#### Records supplied
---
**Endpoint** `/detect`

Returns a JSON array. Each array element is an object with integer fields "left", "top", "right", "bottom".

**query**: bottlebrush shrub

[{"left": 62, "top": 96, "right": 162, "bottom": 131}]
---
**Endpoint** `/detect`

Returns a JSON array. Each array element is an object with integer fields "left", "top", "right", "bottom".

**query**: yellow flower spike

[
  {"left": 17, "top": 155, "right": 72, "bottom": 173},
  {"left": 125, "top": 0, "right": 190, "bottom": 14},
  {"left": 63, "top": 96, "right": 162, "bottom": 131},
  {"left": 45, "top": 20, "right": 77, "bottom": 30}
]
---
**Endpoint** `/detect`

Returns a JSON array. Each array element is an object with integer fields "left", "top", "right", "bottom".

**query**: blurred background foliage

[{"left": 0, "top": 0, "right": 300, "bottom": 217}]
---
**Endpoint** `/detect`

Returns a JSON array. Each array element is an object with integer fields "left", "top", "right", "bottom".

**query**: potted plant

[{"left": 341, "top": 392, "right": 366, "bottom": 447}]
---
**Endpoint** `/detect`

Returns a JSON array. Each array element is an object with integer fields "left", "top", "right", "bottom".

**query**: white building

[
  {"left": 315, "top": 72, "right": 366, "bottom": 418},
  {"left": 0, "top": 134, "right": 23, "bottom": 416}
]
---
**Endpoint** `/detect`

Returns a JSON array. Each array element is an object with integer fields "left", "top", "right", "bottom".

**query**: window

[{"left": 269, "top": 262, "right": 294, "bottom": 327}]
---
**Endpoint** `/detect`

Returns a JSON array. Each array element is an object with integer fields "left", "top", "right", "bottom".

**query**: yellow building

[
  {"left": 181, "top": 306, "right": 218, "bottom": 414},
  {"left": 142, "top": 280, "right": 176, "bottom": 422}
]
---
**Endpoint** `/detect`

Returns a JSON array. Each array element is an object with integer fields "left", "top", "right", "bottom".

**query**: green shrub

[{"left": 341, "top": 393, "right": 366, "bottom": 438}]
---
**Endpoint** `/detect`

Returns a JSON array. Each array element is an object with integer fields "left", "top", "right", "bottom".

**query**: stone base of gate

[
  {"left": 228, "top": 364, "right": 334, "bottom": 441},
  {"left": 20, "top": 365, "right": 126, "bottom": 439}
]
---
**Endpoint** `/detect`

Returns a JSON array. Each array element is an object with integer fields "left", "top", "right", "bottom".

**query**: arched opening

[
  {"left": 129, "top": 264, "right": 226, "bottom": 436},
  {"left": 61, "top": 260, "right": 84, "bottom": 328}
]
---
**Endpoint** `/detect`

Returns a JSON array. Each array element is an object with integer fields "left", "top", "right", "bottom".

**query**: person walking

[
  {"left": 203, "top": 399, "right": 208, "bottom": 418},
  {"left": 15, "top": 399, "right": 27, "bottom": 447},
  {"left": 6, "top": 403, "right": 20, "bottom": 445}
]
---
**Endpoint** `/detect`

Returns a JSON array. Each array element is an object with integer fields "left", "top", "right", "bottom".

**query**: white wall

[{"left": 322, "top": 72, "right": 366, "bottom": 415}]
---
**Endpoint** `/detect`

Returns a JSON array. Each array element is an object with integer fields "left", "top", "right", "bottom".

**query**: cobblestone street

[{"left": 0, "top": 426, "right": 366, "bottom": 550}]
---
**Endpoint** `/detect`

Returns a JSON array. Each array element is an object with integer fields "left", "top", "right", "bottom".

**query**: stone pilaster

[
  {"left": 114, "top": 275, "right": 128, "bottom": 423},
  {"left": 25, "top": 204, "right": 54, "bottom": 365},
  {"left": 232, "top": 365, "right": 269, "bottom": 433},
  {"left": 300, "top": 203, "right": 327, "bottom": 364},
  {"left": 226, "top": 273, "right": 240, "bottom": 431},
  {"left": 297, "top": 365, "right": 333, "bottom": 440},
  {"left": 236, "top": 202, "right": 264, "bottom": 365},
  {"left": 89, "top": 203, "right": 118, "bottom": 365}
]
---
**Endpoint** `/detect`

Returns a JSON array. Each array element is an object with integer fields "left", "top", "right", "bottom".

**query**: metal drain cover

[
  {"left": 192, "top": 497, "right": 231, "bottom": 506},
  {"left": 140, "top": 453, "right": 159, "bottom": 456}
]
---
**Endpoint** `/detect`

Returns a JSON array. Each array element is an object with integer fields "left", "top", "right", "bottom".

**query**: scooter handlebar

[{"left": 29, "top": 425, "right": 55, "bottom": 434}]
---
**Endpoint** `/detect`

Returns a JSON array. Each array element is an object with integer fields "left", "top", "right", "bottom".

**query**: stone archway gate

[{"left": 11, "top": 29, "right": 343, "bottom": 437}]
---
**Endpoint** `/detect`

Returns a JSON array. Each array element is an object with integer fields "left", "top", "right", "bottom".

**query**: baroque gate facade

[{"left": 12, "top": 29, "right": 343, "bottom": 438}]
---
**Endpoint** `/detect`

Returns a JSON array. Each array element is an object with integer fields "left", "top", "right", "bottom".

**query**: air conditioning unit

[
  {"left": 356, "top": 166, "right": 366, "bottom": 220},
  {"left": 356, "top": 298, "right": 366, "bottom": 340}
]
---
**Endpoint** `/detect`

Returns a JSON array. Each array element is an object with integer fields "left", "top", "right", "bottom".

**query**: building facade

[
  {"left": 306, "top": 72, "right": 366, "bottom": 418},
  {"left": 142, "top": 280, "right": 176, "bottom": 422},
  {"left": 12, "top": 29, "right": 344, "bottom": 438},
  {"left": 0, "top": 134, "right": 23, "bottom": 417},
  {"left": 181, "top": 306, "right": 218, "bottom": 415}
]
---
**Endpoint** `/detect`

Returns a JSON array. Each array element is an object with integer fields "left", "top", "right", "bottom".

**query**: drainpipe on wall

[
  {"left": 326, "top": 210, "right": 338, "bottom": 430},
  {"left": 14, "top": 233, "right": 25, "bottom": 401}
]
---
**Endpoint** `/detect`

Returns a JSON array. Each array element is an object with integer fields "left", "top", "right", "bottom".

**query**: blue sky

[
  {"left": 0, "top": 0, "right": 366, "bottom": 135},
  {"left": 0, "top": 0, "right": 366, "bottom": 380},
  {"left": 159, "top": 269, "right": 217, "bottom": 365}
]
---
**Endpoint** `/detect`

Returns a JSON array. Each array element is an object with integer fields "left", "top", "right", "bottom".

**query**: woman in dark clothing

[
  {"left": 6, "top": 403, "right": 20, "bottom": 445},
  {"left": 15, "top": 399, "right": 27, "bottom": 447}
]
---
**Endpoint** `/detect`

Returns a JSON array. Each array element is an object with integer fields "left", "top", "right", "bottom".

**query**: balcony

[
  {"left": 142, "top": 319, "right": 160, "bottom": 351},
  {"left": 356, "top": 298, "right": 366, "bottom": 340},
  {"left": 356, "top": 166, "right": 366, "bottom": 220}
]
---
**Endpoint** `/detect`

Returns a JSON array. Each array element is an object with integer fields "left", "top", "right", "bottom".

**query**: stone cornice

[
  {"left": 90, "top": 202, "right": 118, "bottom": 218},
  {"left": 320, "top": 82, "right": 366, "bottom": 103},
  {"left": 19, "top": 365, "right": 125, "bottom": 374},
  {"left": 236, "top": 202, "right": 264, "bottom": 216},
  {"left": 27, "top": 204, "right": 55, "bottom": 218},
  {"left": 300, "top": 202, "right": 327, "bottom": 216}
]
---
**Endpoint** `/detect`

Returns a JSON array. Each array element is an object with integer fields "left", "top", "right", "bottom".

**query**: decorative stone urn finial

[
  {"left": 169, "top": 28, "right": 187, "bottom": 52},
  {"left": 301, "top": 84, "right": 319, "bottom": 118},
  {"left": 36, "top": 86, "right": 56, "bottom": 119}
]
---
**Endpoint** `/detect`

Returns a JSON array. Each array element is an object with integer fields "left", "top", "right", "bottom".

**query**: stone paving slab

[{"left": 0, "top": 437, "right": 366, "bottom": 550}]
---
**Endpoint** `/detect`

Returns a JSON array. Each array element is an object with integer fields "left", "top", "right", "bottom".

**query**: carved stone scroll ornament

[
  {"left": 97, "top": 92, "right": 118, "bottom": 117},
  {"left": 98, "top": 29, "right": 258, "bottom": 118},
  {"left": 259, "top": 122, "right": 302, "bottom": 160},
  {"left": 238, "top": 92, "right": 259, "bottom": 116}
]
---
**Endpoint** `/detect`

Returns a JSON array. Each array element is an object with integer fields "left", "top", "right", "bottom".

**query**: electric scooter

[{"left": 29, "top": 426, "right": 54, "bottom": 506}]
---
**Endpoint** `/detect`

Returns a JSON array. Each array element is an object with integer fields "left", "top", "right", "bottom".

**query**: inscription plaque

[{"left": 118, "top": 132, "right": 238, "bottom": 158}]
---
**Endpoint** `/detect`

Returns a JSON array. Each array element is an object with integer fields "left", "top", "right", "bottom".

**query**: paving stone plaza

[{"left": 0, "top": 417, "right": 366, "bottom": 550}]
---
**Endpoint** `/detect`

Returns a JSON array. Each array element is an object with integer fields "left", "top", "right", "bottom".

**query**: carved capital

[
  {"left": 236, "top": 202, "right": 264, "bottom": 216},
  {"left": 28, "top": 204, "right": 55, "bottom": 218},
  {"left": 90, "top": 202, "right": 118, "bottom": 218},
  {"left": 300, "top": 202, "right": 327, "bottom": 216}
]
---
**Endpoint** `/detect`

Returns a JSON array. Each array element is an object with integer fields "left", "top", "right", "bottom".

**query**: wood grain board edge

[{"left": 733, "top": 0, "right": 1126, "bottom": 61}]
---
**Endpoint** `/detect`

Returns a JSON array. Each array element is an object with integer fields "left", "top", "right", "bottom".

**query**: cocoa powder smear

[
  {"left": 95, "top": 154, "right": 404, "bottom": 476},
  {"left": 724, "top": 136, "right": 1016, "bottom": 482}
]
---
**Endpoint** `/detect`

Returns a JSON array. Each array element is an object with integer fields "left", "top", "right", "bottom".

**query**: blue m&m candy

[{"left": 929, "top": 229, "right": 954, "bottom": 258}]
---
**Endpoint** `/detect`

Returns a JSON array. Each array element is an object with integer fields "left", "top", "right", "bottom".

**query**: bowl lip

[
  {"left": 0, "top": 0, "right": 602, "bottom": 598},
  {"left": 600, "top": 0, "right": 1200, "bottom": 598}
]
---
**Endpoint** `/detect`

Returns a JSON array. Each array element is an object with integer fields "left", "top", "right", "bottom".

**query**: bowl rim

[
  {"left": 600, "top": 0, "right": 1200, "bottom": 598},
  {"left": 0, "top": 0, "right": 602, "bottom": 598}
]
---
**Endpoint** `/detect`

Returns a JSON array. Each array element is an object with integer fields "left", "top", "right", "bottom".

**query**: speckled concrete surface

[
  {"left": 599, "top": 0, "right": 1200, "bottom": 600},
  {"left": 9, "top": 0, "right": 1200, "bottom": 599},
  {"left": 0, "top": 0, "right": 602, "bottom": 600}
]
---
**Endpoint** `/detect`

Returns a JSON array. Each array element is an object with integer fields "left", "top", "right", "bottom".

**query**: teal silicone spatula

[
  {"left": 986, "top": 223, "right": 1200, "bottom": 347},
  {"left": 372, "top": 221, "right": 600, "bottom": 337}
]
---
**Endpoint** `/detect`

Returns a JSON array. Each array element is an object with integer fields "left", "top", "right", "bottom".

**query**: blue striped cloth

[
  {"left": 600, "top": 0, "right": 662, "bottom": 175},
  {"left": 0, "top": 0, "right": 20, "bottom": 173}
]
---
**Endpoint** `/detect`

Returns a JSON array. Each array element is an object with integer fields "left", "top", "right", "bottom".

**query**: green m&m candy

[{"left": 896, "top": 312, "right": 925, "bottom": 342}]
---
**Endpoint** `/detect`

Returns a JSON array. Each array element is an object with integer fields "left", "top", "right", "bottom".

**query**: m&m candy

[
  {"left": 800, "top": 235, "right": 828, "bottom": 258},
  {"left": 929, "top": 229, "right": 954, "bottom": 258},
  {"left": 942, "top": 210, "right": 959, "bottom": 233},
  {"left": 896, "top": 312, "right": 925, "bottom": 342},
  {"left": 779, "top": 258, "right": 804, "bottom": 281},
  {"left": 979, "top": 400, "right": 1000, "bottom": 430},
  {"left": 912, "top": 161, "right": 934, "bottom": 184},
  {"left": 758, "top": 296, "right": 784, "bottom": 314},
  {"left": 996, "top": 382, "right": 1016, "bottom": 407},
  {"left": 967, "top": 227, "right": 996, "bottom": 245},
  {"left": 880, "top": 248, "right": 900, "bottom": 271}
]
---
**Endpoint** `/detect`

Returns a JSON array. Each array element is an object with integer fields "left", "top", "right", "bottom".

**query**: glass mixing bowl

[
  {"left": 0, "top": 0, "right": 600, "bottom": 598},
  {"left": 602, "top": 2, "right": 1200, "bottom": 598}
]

#### Your goal
Pull out every line of the entries above that contains the string "wall", and copy each one in full. The match is case-sensitive.

#### Solution to the exercise
**query**: white wall
**query**: drainpipe on wall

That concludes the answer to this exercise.